Records for this exercise start
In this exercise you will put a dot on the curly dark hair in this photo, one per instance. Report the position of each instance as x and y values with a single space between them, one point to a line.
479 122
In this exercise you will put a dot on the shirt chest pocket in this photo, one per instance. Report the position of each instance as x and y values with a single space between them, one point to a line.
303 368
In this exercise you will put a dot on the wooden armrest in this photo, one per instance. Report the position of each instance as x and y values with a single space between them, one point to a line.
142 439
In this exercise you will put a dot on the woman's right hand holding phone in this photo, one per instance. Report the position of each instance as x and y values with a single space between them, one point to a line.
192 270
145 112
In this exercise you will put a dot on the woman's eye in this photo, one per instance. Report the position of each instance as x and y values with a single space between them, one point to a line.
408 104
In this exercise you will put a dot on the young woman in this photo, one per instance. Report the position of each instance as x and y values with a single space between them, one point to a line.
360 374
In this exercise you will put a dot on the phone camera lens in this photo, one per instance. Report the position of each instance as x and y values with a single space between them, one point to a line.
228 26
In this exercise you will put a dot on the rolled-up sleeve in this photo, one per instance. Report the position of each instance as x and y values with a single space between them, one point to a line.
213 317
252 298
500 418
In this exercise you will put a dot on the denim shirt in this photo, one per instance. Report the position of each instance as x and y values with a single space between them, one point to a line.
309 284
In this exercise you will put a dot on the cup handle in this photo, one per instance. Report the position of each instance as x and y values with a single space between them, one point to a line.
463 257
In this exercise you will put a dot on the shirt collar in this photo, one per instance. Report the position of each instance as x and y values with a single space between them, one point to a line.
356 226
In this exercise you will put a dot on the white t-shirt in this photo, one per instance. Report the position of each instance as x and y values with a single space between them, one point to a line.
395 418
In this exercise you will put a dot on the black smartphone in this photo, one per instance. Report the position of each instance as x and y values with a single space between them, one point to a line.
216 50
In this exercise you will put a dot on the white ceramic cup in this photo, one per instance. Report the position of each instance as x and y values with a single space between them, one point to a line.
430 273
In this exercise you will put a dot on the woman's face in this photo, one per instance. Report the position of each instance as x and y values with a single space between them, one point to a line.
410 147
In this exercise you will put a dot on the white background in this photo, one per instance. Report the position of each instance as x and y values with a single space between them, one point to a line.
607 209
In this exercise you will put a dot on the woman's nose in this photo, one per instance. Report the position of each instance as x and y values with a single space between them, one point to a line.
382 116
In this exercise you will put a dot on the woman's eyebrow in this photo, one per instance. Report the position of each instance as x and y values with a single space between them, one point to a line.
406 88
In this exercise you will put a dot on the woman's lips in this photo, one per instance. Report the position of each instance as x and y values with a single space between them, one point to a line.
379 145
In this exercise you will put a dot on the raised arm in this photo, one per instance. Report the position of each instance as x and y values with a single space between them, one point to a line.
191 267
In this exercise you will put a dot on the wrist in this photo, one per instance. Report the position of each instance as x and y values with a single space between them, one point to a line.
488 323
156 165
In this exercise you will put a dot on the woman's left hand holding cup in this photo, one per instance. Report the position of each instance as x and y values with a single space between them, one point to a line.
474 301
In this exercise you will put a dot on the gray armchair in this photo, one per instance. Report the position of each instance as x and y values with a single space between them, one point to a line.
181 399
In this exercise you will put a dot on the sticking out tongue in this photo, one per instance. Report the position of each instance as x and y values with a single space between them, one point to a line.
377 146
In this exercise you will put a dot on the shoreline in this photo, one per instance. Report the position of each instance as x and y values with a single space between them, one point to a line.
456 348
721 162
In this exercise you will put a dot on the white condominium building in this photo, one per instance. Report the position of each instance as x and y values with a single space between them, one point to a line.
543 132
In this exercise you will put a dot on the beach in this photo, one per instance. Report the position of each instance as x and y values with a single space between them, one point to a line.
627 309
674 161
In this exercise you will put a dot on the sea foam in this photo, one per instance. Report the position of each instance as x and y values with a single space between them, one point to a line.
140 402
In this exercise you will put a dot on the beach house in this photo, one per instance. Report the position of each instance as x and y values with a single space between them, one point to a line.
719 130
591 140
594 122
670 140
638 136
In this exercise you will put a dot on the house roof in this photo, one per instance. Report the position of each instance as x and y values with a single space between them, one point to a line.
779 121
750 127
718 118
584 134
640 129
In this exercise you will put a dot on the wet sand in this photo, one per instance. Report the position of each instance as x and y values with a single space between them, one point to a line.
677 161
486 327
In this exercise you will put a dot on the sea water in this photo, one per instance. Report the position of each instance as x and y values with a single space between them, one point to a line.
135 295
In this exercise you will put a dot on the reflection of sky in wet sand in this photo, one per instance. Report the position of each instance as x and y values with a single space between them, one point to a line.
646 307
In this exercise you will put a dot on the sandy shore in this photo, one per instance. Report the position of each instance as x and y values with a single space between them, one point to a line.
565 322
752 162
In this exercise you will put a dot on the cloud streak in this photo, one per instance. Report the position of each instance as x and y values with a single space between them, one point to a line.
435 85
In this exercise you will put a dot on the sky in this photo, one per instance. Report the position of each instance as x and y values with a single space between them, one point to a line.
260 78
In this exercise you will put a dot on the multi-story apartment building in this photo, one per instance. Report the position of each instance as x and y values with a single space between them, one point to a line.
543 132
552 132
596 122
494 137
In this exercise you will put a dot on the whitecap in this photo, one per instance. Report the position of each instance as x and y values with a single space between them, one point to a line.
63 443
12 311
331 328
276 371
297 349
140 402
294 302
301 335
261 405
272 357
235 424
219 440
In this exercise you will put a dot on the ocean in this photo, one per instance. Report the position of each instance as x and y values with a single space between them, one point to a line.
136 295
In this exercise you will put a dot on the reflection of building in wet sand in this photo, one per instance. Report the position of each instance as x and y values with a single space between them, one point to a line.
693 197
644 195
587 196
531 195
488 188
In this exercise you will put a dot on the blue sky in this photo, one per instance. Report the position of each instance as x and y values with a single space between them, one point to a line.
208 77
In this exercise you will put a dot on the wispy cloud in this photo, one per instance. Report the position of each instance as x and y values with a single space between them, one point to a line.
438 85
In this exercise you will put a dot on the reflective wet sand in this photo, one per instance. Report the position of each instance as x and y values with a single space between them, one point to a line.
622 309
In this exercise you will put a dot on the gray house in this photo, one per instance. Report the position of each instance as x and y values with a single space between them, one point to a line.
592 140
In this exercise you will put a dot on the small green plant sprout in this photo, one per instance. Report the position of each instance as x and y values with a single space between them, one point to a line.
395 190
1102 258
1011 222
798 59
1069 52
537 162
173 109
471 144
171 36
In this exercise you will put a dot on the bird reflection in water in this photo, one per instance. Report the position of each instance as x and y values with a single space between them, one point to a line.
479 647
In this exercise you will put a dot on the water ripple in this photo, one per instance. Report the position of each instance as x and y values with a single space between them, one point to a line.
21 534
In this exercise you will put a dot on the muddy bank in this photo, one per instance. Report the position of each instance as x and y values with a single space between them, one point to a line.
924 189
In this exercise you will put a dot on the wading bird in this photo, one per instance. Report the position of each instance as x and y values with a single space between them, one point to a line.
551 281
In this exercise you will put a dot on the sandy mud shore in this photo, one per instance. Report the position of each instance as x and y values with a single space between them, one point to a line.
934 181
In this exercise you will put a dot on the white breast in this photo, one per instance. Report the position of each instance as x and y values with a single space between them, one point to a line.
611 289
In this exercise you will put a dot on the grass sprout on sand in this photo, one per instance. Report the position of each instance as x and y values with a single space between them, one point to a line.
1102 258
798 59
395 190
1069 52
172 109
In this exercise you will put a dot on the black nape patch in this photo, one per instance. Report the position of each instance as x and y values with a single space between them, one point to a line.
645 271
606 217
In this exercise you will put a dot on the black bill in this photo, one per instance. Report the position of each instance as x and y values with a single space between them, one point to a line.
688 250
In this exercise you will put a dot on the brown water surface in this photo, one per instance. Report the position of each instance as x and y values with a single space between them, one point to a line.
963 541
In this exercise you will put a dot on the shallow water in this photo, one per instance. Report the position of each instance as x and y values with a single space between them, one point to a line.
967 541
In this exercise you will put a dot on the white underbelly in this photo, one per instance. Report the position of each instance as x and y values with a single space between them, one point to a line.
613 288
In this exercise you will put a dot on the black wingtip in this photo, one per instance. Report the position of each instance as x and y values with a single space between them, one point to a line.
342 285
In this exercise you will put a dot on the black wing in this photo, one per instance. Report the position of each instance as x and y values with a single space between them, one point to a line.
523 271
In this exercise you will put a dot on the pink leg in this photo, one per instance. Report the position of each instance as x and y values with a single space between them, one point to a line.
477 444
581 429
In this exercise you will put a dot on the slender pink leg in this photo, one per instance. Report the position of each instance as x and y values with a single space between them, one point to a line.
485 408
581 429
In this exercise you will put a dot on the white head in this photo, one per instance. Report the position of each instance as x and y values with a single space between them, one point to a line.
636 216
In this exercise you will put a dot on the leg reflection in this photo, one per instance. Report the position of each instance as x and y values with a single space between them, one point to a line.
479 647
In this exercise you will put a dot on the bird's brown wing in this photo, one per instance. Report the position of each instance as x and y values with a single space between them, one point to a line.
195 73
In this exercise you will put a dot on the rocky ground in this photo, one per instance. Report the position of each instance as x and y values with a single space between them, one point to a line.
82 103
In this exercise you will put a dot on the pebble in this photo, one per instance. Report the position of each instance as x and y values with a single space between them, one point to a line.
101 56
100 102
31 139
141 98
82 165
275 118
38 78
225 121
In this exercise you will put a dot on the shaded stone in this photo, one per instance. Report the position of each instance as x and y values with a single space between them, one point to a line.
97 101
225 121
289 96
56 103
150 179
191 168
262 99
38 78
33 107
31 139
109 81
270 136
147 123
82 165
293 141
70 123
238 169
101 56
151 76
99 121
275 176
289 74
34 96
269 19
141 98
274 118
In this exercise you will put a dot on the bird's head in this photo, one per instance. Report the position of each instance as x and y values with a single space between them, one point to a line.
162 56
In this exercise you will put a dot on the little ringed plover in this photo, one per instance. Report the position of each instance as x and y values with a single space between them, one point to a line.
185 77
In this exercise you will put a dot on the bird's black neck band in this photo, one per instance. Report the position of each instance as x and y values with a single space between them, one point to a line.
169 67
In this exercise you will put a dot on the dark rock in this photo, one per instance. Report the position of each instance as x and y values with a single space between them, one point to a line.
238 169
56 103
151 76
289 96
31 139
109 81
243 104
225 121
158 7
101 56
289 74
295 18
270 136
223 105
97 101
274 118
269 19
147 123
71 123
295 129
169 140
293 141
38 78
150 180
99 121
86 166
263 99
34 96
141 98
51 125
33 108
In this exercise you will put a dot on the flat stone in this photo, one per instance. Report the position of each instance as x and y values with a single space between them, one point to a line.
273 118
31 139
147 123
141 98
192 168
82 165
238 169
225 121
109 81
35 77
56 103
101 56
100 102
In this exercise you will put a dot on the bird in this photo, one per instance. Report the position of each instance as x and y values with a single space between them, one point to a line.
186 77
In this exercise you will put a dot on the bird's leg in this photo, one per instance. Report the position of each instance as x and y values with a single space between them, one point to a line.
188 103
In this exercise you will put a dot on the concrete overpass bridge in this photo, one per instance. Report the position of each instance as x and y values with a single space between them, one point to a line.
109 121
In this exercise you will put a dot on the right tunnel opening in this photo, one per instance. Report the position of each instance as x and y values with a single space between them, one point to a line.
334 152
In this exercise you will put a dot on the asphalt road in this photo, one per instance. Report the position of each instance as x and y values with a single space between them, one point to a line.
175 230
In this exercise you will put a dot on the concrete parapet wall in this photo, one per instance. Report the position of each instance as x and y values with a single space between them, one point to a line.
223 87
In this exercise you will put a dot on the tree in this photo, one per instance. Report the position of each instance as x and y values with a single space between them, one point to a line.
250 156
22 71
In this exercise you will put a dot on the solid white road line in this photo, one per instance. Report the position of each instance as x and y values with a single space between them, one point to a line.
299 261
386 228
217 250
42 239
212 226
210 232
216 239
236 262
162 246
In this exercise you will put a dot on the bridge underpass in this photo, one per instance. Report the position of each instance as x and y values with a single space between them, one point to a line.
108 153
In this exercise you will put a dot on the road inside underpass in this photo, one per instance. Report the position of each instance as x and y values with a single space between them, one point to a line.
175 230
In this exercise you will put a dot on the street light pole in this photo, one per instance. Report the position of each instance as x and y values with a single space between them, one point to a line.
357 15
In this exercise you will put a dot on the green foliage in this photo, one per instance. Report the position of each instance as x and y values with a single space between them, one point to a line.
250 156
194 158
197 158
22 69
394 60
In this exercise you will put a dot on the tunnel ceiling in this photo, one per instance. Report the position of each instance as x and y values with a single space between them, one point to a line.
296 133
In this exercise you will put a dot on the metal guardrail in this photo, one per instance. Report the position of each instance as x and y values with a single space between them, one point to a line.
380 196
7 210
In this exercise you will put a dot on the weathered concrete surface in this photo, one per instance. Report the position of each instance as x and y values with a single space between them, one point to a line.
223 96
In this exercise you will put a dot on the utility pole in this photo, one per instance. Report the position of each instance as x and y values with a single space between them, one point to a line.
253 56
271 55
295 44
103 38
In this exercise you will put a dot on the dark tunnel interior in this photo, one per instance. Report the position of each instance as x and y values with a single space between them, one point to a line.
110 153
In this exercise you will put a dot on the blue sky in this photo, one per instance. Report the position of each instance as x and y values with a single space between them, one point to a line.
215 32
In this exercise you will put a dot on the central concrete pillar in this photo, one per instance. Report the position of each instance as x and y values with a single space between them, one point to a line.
Records for this exercise end
- Problem to work on -
Every line from the one containing "the dark tunnel" through the last line of the entries must be written out verbatim, and no other line.

- Correct response -
In this exercise you will put a dot on the dark tunnel interior in this photo, one per instance. Report the position of each instance as x and y values with a single space between them, one point to a line.
110 153
In this exercise you will put a dot on the blue sky in this photo, one per instance. Report the position of each instance as x and y values with a single space between them, one point to a line.
215 32
In this exercise you will put a dot on the central concrete pillar in this photo, one per instance. Report the position of each instance as x and y values with a single space between them, one point to a line.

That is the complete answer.